Stated problem - Extract each line of the listing that contains the string "wave", treating uppercase and lowercase as distinct.

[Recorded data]
<<<<
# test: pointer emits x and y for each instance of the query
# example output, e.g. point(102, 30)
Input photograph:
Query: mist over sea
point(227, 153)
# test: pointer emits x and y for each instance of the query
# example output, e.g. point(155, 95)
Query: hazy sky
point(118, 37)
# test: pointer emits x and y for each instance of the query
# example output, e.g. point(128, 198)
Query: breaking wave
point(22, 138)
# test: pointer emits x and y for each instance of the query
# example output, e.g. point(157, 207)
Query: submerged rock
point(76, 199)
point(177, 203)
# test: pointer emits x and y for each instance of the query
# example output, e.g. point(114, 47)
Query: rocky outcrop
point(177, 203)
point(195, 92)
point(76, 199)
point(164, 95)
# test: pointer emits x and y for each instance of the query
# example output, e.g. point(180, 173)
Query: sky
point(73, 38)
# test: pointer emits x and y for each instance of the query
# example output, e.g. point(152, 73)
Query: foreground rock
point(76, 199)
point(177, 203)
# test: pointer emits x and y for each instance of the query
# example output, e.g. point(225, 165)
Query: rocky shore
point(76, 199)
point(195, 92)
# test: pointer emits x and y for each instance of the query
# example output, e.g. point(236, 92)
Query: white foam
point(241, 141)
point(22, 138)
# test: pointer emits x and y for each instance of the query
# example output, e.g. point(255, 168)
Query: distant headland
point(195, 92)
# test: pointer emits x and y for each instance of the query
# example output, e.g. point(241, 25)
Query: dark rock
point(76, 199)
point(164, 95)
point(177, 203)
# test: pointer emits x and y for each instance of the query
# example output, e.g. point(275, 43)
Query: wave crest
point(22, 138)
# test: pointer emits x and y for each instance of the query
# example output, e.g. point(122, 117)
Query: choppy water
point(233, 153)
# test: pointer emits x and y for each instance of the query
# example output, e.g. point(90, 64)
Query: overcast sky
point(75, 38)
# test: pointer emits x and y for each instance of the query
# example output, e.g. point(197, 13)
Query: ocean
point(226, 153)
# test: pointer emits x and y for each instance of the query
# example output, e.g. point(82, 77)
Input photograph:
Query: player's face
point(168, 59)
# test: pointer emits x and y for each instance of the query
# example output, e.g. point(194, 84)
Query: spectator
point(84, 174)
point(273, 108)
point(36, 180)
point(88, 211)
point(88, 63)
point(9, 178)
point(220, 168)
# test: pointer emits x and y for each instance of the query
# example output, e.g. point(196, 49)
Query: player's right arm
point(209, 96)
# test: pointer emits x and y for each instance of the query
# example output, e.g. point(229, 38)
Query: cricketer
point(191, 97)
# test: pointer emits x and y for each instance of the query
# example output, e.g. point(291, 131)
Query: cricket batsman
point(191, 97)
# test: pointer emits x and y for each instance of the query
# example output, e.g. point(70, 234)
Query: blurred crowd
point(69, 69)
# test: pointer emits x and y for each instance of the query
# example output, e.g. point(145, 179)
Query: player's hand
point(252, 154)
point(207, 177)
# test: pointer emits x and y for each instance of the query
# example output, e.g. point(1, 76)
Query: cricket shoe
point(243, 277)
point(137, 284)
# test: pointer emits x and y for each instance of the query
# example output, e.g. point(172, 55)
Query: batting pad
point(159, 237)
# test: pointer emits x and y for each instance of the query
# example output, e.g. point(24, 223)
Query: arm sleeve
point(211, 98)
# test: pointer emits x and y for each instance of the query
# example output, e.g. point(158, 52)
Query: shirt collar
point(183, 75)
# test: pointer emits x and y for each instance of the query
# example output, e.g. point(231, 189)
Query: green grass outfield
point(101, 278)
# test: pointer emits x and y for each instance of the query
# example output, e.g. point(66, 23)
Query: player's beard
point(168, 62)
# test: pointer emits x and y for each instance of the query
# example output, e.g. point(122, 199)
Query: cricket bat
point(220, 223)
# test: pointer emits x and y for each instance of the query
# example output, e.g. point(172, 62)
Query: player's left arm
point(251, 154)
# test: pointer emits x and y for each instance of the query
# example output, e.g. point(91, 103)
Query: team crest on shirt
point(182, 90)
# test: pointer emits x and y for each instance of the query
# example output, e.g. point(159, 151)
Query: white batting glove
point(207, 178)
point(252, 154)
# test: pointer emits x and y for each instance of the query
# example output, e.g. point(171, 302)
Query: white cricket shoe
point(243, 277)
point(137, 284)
>>>>
Written answer -
Query: breaking wave
Query: wave crest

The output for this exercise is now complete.